**THE PROBLEM**
Transcribe every line of the records verbatim.

**EXTRACTED MATERIAL**
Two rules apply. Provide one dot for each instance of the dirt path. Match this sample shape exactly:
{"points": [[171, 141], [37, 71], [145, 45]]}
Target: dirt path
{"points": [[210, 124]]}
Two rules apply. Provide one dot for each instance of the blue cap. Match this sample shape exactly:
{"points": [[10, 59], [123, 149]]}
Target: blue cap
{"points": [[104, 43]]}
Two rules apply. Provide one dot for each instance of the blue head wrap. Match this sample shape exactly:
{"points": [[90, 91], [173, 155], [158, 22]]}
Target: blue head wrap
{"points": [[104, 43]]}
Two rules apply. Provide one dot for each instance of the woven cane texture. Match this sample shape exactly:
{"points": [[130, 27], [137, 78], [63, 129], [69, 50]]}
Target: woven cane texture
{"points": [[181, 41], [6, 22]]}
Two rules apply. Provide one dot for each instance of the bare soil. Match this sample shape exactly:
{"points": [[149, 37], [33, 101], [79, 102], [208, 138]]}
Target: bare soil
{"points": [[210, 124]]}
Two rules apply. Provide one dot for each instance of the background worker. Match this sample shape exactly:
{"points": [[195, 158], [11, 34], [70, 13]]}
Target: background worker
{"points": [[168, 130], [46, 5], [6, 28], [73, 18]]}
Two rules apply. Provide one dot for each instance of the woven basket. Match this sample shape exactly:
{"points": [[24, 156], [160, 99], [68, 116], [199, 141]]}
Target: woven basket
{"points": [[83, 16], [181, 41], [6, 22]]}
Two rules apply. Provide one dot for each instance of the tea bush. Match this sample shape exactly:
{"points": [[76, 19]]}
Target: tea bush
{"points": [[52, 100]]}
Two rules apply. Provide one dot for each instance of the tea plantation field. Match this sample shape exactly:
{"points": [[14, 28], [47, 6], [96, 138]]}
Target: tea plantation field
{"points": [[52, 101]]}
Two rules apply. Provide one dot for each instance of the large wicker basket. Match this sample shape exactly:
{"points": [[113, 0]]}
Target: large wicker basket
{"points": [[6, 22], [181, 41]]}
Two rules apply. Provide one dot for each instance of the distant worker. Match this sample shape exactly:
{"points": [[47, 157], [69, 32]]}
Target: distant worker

**SOLVED PROBLEM**
Two rules apply. Provide one dot for each instance of the dirt path. Match this sample shape exactly:
{"points": [[171, 141], [37, 71], [145, 45]]}
Target: dirt path
{"points": [[210, 124]]}
Two rules apply. Provide one dot for each instance of the blue cap. Match this sample shape exactly:
{"points": [[10, 59], [123, 149]]}
Target: blue cap
{"points": [[104, 43]]}
Two rules apply. Provide one dot for each instance of the blue head wrap. Match this sample shape exactly:
{"points": [[90, 91], [173, 155], [158, 22]]}
Target: blue head wrap
{"points": [[104, 43]]}
Two rules apply. Provide one dot for each instance of the woven cane texture. Match this sample shape exactly:
{"points": [[130, 27], [137, 78], [63, 129], [69, 50]]}
Target: woven cane texture
{"points": [[181, 41], [6, 22]]}
Two rules apply. Provide one dot for each instance of the bare soil. Match this sample shape exactly:
{"points": [[149, 37], [33, 101], [79, 102], [208, 138]]}
Target: bare soil
{"points": [[210, 124]]}
Two rules apply. Provide one dot for each instance of the background worker. Match this sample shape exactly:
{"points": [[195, 158], [11, 34], [70, 13]]}
Target: background worker
{"points": [[168, 130], [46, 5], [6, 28], [73, 18]]}
Two rules apply. Provide one dot for each instance of the woven basket. Match this sample shape exactly:
{"points": [[24, 156], [160, 99], [68, 116], [199, 141]]}
Target: woven basket
{"points": [[83, 16], [181, 41], [6, 22]]}
Two rules apply. Provide one dot for each instance of the tea bush. Match this sample shape exactly:
{"points": [[76, 19]]}
Target: tea bush
{"points": [[52, 100]]}
Two rules apply. Provide one dot for each instance of the tea plantation field. Match this sample shape exactly:
{"points": [[14, 28], [47, 6], [96, 138]]}
Target: tea plantation field
{"points": [[52, 101]]}
Two rules apply. Provide one dot for each instance of the large wicker basket. Match this sample shape exactly:
{"points": [[113, 0]]}
Target: large wicker basket
{"points": [[6, 22], [181, 41]]}
Two rules apply. Provide one dot for each instance of the distant worker. Match this sample shape exactly:
{"points": [[47, 157], [69, 32]]}
Target: distant worker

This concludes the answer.